--- Begin DATA ---

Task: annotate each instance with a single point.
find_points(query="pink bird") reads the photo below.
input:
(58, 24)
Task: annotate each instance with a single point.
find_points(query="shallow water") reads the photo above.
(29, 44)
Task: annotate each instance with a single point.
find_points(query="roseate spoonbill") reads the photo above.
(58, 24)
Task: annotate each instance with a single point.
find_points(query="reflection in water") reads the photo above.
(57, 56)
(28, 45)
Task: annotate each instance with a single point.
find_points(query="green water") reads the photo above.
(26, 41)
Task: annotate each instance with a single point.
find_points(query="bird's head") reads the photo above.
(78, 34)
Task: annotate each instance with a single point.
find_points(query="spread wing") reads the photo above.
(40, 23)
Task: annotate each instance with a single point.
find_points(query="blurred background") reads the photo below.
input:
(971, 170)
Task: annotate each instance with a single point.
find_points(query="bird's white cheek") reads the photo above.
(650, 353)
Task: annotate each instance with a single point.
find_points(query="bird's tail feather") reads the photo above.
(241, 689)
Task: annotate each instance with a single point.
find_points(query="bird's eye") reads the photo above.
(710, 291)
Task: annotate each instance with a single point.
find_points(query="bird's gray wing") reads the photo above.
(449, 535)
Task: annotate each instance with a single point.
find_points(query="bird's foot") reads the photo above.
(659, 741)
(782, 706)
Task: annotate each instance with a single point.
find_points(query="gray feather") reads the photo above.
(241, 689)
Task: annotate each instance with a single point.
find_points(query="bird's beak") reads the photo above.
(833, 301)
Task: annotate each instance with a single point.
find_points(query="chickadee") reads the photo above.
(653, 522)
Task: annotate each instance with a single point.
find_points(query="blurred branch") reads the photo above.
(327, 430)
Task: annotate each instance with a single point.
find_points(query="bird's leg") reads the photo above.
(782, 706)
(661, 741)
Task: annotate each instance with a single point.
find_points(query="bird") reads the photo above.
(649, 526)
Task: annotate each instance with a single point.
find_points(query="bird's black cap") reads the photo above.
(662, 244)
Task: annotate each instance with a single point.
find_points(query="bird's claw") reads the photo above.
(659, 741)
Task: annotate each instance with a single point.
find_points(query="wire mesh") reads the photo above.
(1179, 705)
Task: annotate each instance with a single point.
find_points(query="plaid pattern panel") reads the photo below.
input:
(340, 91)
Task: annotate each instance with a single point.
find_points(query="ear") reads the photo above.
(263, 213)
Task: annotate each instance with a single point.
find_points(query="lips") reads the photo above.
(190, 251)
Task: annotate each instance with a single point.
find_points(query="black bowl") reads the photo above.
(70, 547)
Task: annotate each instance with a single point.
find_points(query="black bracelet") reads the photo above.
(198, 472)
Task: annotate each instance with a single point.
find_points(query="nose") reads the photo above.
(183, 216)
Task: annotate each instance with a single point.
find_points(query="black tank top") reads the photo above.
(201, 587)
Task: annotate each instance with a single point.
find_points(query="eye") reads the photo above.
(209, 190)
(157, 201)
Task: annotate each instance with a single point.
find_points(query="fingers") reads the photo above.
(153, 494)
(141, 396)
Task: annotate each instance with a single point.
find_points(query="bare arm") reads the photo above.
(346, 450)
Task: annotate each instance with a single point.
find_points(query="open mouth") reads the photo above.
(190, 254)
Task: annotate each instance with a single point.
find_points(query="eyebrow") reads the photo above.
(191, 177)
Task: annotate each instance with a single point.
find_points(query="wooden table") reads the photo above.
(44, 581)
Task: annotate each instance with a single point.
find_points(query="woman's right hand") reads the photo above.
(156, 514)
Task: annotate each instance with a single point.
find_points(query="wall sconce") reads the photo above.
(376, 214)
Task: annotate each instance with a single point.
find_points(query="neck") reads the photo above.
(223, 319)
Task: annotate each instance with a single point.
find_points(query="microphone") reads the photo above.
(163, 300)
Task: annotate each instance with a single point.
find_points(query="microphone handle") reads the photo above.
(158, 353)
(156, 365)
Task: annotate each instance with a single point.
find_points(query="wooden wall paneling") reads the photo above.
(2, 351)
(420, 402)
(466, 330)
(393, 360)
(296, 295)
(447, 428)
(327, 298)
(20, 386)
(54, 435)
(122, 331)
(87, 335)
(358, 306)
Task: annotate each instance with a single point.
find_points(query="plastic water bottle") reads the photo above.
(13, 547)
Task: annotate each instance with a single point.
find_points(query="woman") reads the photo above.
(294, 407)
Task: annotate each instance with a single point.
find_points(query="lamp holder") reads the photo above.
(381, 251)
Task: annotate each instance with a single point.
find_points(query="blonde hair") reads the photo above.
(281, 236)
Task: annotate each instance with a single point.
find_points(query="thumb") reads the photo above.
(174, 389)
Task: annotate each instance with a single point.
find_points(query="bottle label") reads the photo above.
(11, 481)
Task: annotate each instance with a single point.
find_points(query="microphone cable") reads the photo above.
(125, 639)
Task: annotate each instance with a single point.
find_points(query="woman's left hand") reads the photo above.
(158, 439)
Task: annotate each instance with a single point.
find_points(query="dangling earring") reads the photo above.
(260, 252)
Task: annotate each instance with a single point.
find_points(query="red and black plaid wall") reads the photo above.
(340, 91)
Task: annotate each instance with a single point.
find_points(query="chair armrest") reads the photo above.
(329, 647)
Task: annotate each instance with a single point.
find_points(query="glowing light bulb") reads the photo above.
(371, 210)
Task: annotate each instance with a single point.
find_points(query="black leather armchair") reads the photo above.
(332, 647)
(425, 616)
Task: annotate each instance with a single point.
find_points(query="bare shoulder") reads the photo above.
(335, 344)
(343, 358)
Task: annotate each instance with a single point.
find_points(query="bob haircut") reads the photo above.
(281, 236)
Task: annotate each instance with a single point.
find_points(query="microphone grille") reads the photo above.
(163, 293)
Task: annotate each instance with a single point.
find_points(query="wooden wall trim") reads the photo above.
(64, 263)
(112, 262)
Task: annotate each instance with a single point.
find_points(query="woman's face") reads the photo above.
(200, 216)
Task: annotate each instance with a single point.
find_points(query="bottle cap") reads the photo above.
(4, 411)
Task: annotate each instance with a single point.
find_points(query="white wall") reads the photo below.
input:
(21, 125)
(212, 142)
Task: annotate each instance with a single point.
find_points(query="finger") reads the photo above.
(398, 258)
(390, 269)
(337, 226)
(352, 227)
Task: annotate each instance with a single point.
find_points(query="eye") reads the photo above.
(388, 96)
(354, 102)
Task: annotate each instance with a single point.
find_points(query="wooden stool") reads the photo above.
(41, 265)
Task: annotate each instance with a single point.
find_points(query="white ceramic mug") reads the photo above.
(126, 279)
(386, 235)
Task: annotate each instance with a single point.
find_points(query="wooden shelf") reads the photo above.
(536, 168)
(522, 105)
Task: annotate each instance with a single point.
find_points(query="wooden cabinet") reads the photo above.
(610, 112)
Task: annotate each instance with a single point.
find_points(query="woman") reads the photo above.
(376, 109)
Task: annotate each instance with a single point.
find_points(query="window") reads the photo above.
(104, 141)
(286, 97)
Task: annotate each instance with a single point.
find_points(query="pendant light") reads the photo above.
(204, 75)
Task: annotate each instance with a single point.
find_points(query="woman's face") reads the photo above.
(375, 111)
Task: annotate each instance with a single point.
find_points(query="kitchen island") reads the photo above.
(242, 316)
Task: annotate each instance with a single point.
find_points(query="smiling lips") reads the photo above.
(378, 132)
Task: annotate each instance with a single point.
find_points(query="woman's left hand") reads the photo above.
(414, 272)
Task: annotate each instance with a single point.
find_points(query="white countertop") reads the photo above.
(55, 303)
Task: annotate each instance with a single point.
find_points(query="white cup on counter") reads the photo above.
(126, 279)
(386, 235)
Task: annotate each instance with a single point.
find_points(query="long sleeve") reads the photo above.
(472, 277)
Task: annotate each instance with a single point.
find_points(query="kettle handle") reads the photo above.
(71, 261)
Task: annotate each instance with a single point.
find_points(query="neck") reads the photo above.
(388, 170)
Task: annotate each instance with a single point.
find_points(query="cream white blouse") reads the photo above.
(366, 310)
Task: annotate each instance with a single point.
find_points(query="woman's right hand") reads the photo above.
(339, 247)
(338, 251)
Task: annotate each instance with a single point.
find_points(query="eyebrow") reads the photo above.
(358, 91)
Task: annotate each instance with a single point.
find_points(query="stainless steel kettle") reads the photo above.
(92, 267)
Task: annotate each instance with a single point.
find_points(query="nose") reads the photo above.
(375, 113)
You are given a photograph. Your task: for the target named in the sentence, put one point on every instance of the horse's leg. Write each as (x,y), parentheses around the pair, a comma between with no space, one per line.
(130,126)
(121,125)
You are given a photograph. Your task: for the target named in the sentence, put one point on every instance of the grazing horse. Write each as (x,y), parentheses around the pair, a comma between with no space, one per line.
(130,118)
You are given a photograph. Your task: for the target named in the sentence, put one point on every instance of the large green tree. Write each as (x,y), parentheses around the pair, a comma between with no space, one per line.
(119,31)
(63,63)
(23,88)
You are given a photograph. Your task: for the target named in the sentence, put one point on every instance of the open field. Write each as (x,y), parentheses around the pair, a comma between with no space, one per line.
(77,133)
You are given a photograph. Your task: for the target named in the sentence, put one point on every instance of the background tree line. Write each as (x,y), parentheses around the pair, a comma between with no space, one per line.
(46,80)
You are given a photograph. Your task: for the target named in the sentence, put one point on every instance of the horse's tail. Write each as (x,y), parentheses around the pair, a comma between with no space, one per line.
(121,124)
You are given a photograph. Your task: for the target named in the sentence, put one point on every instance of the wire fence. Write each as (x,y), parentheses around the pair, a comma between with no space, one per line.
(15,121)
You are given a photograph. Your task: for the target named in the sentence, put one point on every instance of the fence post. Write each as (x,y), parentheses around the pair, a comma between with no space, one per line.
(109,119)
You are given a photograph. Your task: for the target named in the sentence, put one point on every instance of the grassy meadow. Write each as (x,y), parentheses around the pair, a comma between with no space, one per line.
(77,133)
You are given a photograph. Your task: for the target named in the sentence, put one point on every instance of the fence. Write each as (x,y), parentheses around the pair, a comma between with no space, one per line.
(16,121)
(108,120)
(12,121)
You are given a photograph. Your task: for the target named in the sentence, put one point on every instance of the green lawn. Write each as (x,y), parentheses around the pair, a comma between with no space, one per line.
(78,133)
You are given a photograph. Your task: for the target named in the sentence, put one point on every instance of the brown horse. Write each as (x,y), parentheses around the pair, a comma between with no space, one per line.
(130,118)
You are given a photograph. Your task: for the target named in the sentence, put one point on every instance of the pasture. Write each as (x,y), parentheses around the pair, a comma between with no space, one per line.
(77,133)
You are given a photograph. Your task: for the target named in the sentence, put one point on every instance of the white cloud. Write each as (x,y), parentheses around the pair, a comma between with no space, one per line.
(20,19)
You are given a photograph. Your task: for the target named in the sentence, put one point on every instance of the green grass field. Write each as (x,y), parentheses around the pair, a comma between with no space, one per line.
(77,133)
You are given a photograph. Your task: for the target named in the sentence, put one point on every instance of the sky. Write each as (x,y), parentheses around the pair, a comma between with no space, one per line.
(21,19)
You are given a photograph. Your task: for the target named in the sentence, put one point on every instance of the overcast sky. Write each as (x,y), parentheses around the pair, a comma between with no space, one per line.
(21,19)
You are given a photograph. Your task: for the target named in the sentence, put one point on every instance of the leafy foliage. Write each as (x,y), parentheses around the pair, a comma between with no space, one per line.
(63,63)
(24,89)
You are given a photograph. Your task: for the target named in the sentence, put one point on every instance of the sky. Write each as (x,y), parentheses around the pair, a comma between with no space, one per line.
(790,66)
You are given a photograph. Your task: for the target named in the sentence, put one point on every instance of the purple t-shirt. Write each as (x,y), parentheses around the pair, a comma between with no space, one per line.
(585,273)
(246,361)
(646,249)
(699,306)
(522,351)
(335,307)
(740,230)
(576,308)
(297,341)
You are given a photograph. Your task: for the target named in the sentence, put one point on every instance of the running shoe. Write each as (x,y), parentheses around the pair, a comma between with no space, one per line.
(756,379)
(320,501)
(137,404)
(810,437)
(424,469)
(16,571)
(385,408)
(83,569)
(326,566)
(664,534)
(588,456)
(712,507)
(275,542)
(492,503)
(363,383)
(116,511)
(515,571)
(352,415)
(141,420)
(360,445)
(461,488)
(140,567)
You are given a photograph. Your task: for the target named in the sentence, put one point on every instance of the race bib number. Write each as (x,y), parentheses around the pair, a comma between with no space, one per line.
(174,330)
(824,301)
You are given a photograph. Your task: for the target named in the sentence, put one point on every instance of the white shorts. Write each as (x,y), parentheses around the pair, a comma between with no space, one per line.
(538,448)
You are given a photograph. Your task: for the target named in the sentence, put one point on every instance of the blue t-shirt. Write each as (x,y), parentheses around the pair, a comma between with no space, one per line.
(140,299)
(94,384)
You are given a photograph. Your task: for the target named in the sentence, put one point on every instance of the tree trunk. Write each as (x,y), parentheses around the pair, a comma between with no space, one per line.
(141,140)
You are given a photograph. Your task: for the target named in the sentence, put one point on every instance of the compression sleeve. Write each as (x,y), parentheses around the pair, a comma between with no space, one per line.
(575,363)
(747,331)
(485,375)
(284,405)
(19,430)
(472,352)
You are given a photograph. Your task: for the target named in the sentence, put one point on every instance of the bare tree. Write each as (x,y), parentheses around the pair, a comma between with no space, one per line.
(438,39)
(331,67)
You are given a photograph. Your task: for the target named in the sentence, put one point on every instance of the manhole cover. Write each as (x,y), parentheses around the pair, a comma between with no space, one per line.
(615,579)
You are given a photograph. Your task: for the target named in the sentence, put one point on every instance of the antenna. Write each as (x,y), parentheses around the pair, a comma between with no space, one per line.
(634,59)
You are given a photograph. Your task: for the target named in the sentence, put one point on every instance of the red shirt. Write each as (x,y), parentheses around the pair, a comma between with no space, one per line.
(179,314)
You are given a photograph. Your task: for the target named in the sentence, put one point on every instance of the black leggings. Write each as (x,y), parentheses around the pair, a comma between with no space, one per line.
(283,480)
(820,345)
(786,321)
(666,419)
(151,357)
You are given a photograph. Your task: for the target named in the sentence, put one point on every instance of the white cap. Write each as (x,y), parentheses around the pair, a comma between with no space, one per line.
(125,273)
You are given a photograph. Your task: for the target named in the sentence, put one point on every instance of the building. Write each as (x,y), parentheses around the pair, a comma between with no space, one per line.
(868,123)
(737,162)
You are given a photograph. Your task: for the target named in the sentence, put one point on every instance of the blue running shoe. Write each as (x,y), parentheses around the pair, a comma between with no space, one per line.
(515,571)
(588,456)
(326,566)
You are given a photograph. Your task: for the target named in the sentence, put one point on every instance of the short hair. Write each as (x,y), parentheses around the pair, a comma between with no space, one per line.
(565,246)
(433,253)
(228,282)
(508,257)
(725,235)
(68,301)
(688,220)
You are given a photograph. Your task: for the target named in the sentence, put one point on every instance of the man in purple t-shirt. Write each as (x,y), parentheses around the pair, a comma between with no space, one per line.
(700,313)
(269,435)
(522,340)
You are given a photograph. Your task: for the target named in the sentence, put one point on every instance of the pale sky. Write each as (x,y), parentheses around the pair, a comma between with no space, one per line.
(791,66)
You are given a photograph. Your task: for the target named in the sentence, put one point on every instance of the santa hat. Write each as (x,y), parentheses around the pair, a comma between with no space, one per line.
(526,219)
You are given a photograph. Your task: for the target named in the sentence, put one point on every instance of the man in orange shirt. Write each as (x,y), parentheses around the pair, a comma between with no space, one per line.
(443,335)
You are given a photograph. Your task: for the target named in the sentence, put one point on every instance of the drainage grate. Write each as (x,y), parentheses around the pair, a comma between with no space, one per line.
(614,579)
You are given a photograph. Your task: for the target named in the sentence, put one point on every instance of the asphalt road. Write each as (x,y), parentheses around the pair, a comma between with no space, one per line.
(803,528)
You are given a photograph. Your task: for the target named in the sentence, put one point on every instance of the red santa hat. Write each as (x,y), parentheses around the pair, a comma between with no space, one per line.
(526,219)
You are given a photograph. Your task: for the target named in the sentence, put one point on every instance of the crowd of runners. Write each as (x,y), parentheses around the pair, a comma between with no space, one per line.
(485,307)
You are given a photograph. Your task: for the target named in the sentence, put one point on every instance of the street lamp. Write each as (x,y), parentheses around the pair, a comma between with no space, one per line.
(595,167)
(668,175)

--- End DATA ---

**SET EXERCISE:**
Only the lines from the one holding "the red santa" through the end of the listing should be given again, exactly and with both ends included.

**SOLUTION TO THIS TASK:**
You are given a photograph. Your task: for the target named in the sentence, put one point on every instance of the red santa hat. Write each as (x,y), parentheses around the pair, a comma between with no space, one per line.
(526,219)
You are given a photograph. Your task: for the target named in the sentence, put one point on every instance of the crowd of runners. Write each as (x,y), parentheses around the pair, a comma between with no space, one per line.
(485,307)
You are given a photograph. Your task: for the target named in the sentence, put one point on every instance of the street lamp. Write each as (x,y), parentheses around the pair, a comma between with no space, one per line.
(595,167)
(668,175)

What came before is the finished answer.